Dataset entries on where objects appear:
<<<<

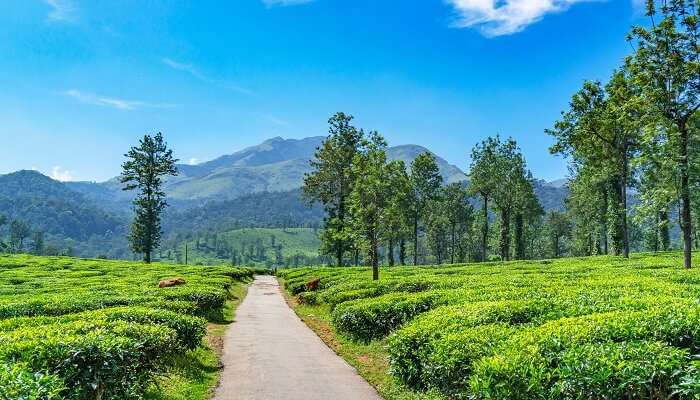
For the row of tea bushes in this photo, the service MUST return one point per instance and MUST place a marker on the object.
(586, 328)
(96, 329)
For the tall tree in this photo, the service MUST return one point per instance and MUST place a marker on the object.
(558, 228)
(398, 211)
(19, 231)
(3, 221)
(600, 130)
(527, 209)
(370, 200)
(459, 214)
(146, 166)
(666, 67)
(331, 181)
(483, 182)
(38, 242)
(426, 182)
(437, 225)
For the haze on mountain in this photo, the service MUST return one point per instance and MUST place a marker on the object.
(254, 187)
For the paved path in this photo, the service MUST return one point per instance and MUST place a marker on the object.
(270, 354)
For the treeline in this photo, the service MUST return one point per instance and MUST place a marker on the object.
(639, 130)
(385, 211)
(255, 247)
(17, 236)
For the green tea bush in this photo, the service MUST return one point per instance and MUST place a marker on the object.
(575, 328)
(87, 329)
(17, 382)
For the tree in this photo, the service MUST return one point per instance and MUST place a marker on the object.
(331, 181)
(370, 200)
(483, 182)
(459, 215)
(527, 209)
(666, 67)
(398, 211)
(144, 170)
(437, 226)
(3, 221)
(19, 231)
(38, 242)
(558, 228)
(601, 130)
(426, 182)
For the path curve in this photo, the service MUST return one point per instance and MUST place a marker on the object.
(270, 354)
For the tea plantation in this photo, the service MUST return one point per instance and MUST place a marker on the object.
(588, 328)
(96, 329)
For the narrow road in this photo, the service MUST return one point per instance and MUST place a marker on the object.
(270, 354)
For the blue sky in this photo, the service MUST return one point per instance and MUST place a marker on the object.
(83, 80)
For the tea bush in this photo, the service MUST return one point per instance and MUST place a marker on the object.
(97, 329)
(576, 328)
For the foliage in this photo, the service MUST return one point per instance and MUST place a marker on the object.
(144, 169)
(596, 327)
(73, 328)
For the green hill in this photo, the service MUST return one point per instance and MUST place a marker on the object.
(262, 247)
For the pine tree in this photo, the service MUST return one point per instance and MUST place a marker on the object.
(331, 181)
(144, 170)
(426, 182)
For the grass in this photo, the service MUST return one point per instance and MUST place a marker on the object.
(291, 241)
(371, 360)
(195, 374)
(596, 327)
(85, 328)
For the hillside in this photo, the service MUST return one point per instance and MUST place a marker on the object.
(54, 207)
(276, 165)
(264, 247)
(256, 187)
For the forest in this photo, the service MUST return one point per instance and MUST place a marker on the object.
(633, 136)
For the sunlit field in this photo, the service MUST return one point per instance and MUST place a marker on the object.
(599, 327)
(96, 329)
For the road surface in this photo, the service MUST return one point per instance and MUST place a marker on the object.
(270, 354)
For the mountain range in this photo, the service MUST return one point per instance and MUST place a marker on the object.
(254, 187)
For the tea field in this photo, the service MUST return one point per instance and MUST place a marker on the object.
(96, 329)
(575, 328)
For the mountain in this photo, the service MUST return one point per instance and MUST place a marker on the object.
(54, 207)
(257, 187)
(276, 165)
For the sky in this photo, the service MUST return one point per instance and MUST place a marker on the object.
(82, 81)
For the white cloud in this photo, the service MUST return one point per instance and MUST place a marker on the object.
(120, 104)
(276, 121)
(284, 3)
(60, 174)
(504, 17)
(192, 70)
(61, 11)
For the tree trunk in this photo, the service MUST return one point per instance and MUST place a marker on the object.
(375, 261)
(390, 252)
(505, 235)
(519, 241)
(415, 239)
(604, 221)
(686, 224)
(485, 230)
(664, 231)
(452, 253)
(623, 195)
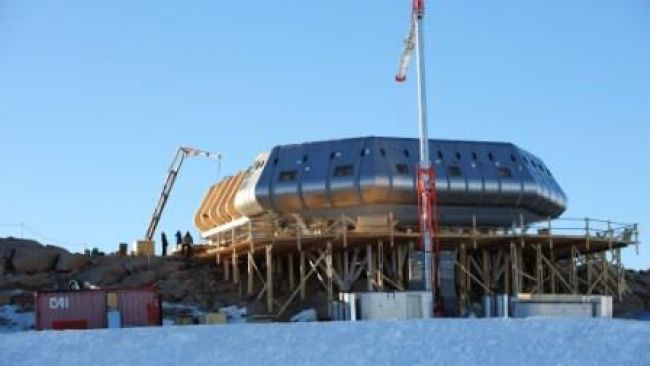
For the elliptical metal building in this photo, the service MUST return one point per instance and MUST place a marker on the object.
(343, 213)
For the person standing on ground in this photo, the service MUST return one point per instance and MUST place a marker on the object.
(165, 243)
(179, 239)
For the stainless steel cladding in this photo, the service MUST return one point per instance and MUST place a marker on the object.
(494, 183)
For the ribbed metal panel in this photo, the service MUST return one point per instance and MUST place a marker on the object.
(498, 183)
(139, 307)
(64, 310)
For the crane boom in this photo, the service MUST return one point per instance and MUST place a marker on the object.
(182, 153)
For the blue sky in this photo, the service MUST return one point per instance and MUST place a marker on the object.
(95, 96)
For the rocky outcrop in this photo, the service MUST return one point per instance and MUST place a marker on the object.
(71, 262)
(34, 260)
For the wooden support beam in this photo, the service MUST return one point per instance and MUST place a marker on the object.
(485, 268)
(369, 269)
(303, 280)
(514, 258)
(574, 270)
(328, 263)
(292, 280)
(269, 278)
(250, 285)
(302, 284)
(463, 279)
(539, 279)
(551, 257)
(226, 271)
(235, 267)
(380, 265)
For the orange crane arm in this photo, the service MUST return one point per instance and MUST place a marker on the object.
(174, 169)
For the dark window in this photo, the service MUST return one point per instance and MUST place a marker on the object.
(454, 171)
(344, 171)
(504, 173)
(402, 169)
(288, 176)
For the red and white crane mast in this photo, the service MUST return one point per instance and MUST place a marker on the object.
(427, 203)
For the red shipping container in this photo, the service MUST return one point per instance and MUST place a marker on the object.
(71, 310)
(89, 309)
(139, 307)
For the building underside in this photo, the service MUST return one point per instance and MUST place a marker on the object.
(279, 262)
(341, 216)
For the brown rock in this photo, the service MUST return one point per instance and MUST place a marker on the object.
(168, 268)
(39, 281)
(71, 262)
(107, 273)
(141, 279)
(34, 260)
(172, 290)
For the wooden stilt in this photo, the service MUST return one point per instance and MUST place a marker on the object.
(292, 280)
(369, 269)
(269, 278)
(303, 281)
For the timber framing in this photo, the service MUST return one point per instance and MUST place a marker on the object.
(281, 259)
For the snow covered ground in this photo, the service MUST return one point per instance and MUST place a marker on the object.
(13, 321)
(422, 342)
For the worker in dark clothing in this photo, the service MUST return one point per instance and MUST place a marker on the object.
(187, 244)
(179, 239)
(164, 242)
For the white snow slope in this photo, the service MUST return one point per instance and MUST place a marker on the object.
(454, 342)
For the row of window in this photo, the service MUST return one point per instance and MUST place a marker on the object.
(454, 171)
(400, 169)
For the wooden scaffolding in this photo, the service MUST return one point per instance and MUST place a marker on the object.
(574, 256)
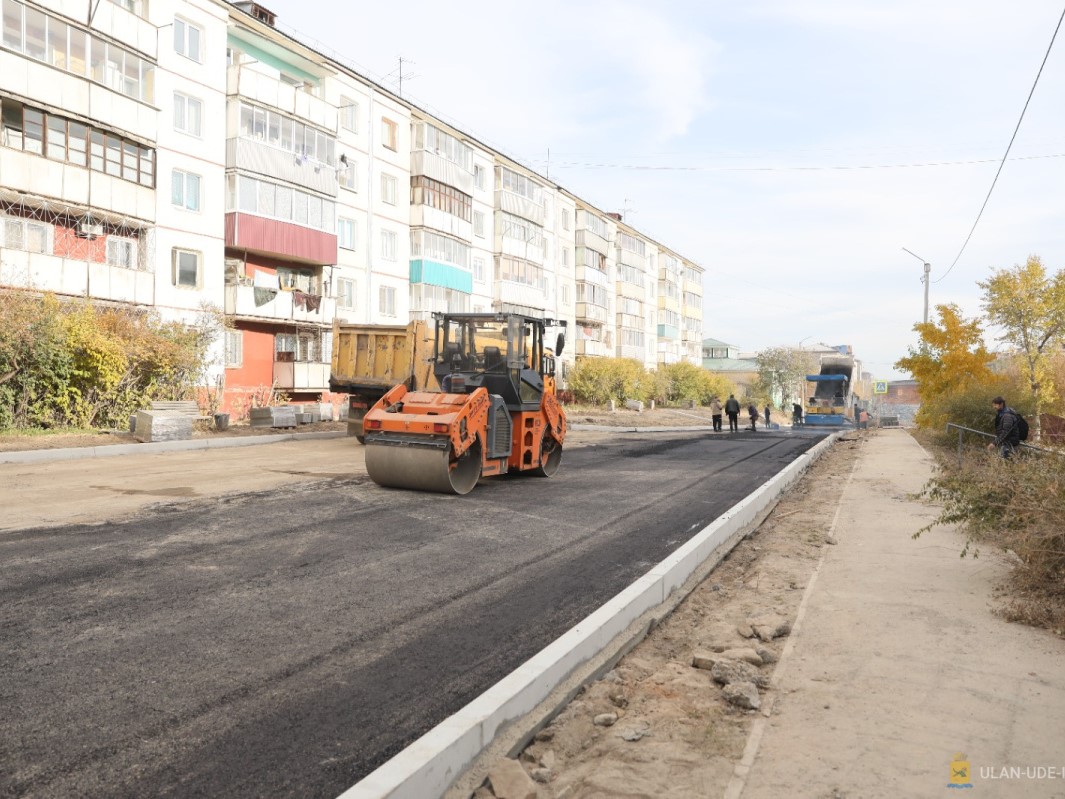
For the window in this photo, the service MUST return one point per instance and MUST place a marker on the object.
(348, 114)
(186, 268)
(389, 245)
(387, 300)
(345, 233)
(234, 348)
(389, 133)
(348, 177)
(121, 253)
(32, 237)
(345, 292)
(187, 113)
(185, 190)
(428, 192)
(389, 189)
(186, 39)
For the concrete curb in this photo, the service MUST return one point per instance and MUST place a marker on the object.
(42, 456)
(428, 766)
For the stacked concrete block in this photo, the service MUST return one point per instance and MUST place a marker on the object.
(162, 426)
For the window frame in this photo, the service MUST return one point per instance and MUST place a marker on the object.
(176, 254)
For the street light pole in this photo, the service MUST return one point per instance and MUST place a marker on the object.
(924, 279)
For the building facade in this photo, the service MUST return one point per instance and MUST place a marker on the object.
(183, 156)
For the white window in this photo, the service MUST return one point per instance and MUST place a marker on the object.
(345, 293)
(187, 114)
(121, 253)
(234, 348)
(348, 114)
(186, 268)
(389, 189)
(185, 190)
(389, 133)
(32, 237)
(345, 233)
(389, 245)
(387, 300)
(187, 39)
(348, 176)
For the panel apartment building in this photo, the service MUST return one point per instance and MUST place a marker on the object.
(178, 155)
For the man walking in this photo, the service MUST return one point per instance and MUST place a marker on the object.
(716, 413)
(1006, 428)
(732, 410)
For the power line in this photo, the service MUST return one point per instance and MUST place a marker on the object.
(639, 167)
(1017, 128)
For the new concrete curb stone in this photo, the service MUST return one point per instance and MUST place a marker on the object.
(42, 456)
(428, 766)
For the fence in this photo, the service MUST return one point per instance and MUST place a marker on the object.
(961, 441)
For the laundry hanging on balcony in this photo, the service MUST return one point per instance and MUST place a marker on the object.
(265, 288)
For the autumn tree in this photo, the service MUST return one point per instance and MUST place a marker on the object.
(950, 358)
(782, 371)
(1028, 307)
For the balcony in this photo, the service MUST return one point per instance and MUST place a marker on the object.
(252, 156)
(431, 165)
(274, 94)
(281, 307)
(72, 185)
(589, 312)
(301, 376)
(279, 239)
(519, 294)
(592, 348)
(68, 277)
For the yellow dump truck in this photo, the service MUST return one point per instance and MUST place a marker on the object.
(369, 360)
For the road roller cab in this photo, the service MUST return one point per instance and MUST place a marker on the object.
(496, 411)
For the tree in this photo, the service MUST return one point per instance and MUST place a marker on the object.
(1029, 309)
(782, 372)
(951, 358)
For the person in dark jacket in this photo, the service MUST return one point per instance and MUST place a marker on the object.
(732, 410)
(1006, 429)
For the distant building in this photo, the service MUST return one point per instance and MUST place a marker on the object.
(724, 359)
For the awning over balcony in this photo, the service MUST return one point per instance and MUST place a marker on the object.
(280, 239)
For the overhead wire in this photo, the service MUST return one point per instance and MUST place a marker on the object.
(1006, 155)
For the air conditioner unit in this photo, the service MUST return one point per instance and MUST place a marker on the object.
(88, 230)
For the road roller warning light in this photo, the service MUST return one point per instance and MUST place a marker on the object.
(496, 410)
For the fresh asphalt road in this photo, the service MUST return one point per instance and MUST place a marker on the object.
(285, 642)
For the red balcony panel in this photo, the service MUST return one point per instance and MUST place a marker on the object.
(271, 237)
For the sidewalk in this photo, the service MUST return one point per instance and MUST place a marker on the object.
(896, 664)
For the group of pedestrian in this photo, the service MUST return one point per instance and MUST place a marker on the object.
(732, 409)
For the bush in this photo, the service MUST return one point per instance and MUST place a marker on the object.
(1016, 505)
(81, 365)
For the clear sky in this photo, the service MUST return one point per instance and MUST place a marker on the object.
(790, 147)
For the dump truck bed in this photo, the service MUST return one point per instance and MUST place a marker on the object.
(367, 360)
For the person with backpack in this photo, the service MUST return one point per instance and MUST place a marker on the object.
(1010, 428)
(732, 410)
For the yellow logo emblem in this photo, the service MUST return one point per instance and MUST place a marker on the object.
(960, 771)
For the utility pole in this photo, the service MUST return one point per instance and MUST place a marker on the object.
(924, 279)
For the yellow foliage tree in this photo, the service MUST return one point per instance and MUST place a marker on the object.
(951, 357)
(1028, 307)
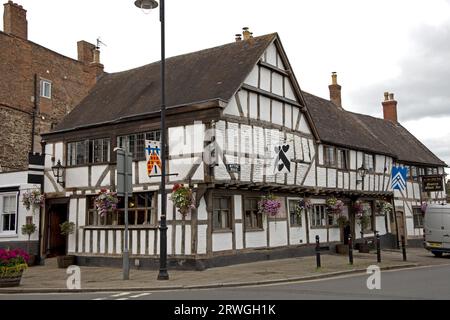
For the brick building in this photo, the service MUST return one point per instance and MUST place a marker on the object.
(38, 87)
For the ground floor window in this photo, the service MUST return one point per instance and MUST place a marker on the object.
(142, 210)
(318, 216)
(221, 213)
(296, 220)
(253, 218)
(418, 217)
(8, 205)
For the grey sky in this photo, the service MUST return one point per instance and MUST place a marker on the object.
(400, 46)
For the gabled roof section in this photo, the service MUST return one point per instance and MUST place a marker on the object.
(207, 75)
(343, 128)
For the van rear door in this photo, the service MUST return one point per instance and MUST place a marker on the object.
(434, 225)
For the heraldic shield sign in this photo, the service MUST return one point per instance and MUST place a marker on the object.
(153, 156)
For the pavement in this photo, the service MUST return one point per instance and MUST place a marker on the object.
(50, 279)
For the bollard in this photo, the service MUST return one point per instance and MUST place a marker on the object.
(350, 249)
(318, 252)
(378, 247)
(404, 248)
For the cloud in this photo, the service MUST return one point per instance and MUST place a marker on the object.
(422, 85)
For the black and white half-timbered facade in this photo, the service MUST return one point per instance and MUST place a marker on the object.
(239, 128)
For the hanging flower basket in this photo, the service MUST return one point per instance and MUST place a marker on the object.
(12, 265)
(33, 200)
(302, 206)
(335, 206)
(183, 199)
(106, 201)
(423, 207)
(269, 205)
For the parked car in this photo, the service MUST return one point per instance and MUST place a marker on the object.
(437, 229)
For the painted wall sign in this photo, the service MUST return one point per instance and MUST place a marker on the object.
(282, 163)
(153, 157)
(234, 168)
(432, 183)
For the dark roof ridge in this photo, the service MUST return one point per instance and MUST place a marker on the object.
(168, 59)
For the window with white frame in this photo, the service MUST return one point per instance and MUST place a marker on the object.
(46, 89)
(318, 216)
(88, 151)
(369, 162)
(8, 204)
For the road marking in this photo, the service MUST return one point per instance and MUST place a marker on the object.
(120, 294)
(141, 295)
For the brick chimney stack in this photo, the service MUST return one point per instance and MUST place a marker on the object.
(15, 20)
(335, 91)
(390, 107)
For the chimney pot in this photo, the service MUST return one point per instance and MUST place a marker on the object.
(246, 33)
(335, 91)
(390, 108)
(15, 20)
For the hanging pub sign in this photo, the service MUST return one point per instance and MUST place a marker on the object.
(432, 183)
(153, 157)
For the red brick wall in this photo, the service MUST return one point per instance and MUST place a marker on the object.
(20, 61)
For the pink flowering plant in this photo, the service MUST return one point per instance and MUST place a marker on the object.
(33, 199)
(106, 201)
(183, 199)
(269, 205)
(12, 262)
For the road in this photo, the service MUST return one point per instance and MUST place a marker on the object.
(418, 283)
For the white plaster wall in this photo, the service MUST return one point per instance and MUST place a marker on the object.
(222, 241)
(252, 78)
(277, 112)
(77, 177)
(178, 239)
(256, 239)
(264, 107)
(265, 79)
(239, 236)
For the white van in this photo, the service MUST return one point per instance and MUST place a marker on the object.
(437, 229)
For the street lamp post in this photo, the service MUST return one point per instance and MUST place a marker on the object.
(148, 5)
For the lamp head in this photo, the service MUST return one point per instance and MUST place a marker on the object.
(146, 4)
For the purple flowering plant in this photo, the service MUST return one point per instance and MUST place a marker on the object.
(269, 205)
(106, 201)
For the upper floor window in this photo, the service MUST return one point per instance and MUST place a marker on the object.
(135, 143)
(46, 89)
(318, 216)
(342, 159)
(8, 221)
(329, 156)
(88, 151)
(369, 162)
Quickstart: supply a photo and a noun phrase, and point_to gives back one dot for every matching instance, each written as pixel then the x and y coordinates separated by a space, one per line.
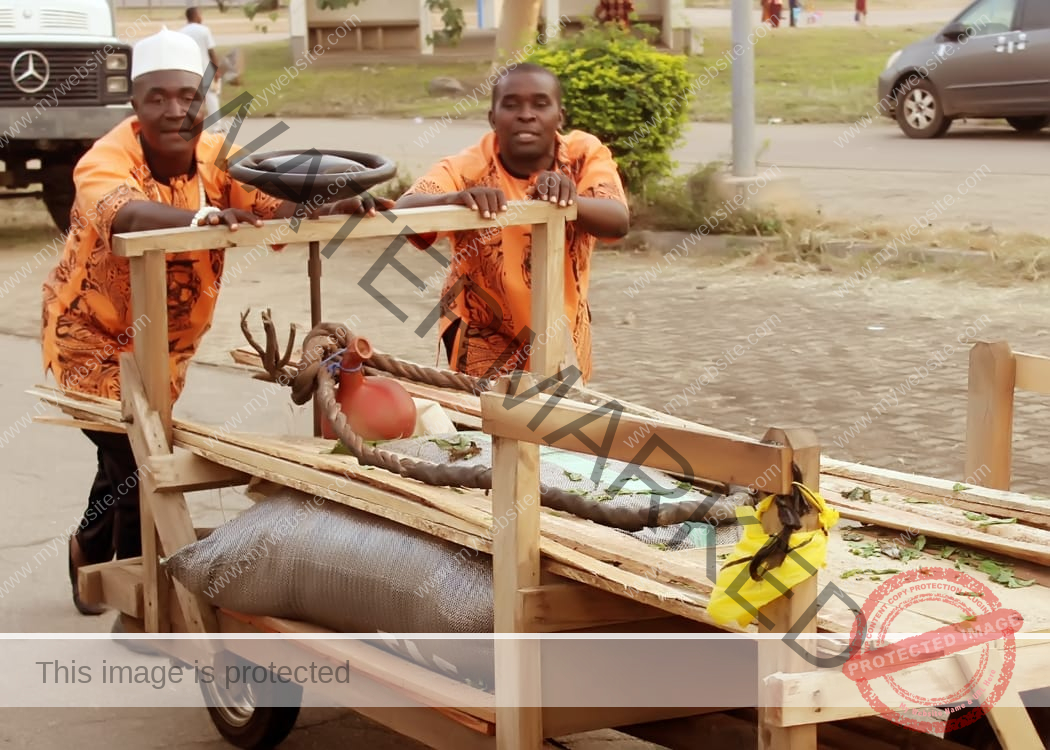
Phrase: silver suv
pixel 991 61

>>>>

[WORK TO BE COMPLETED]: Rewrite the lines from the one containing "For the awning" through the one containing "(1006, 155)", swapping "overhead wire" for "power line" and leaving everything else as it is.

[EXERCISE SOLUTION]:
For the awning over balcony in this photo, the service MUST return one point per instance and MUST place a marker on the object.
(280, 239)
For the power line in this photo, the service MUST return one point per instance and MUST place a marker on the object.
(1006, 155)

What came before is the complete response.